>> Begin Provided records
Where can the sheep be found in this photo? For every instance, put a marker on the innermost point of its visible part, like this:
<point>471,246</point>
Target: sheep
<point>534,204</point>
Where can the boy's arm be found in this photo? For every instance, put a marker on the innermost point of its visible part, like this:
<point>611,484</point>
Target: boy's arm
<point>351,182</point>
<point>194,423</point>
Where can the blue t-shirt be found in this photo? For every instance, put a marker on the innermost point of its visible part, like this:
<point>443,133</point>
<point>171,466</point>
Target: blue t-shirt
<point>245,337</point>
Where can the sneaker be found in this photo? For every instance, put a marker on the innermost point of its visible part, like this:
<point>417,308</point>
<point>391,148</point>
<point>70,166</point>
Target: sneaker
>> End Provided records
• Given request: Every entry above should be retyped exactly as shown.

• Exercise answer:
Where can the sheep be found in this photo? For every instance, put a marker on the innermost point of its visible part, like this:
<point>471,246</point>
Target: sheep
<point>534,204</point>
Where can the boy's arm be found in this photo? For every instance, put a marker on the innermost point of its visible part, like this:
<point>611,484</point>
Target: boy's arm
<point>351,182</point>
<point>194,423</point>
Where can the blue t-shirt be found in this photo? For every instance, put a marker on the innermost point of its visible part, like this:
<point>443,133</point>
<point>171,466</point>
Target: blue t-shirt
<point>245,337</point>
Where can the sneaker be found in this photo? For every instance, put a marker on the innermost point of its visible part, like this:
<point>417,308</point>
<point>391,148</point>
<point>70,166</point>
Target: sneaker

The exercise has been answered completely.